ACTION ITEM
Output each record verbatim, with pictures left out.

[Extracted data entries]
○ ○ ○

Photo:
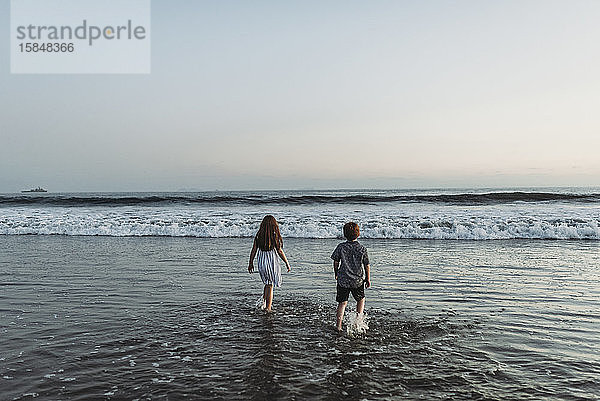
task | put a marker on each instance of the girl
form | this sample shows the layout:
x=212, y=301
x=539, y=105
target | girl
x=267, y=245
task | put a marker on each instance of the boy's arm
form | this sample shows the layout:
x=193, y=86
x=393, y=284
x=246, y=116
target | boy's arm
x=367, y=276
x=252, y=255
x=282, y=256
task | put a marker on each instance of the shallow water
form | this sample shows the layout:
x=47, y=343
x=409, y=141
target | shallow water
x=166, y=318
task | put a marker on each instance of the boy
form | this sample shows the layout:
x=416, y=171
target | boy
x=349, y=258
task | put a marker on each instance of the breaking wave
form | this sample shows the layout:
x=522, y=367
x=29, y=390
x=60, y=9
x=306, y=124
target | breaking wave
x=448, y=228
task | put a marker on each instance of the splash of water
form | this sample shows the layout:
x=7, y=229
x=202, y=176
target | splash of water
x=357, y=324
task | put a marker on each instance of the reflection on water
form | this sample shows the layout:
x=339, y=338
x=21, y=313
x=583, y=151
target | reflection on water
x=135, y=318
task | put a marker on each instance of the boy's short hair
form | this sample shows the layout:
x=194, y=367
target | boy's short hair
x=351, y=231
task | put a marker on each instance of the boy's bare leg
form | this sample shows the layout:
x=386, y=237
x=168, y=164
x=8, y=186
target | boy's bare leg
x=340, y=314
x=268, y=295
x=360, y=306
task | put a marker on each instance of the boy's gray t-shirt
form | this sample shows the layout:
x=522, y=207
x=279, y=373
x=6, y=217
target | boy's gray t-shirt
x=352, y=257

○ ○ ○

WRITTEN SOLUTION
Photo:
task | put a marker on each instance of the girl
form | this sample shows the layout:
x=212, y=301
x=539, y=105
target | girl
x=267, y=245
task | put a marker on each instance of the boy's arm
form | this sample shows the layout:
x=193, y=86
x=393, y=284
x=246, y=116
target | boy's arm
x=367, y=276
x=252, y=255
x=282, y=256
task | put a marker on each instance of the shallow water
form | this sample shows the layout:
x=47, y=343
x=409, y=141
target | shallow water
x=166, y=318
task | put a marker on each instance of the boy
form | this sample shows the layout:
x=416, y=171
target | boy
x=349, y=258
task | put a marker on each instance of the breaking wave
form | this sample shows the layout:
x=522, y=367
x=29, y=390
x=60, y=9
x=306, y=124
target | breaking wave
x=448, y=228
task | put a marker on each instance of the splash of water
form | this sample shows the layout:
x=7, y=229
x=202, y=176
target | splash of water
x=357, y=324
task | put a marker on each instance of the reflection on water
form | this sample shows the layout:
x=339, y=338
x=21, y=313
x=583, y=151
target | reflection on water
x=135, y=318
task | put a marker on each instance of the boy's short hair
form | this sample shows the layout:
x=194, y=367
target | boy's short hair
x=351, y=231
task | put a marker on each instance of the boy's bare leg
form | this sample shows the layout:
x=386, y=237
x=168, y=164
x=8, y=186
target | boy's bare leg
x=340, y=314
x=268, y=295
x=360, y=306
task | put a marker on each instance of the boy's gray t-shirt
form | this sample shows the layout:
x=522, y=207
x=279, y=373
x=6, y=217
target | boy's gray t-shirt
x=352, y=257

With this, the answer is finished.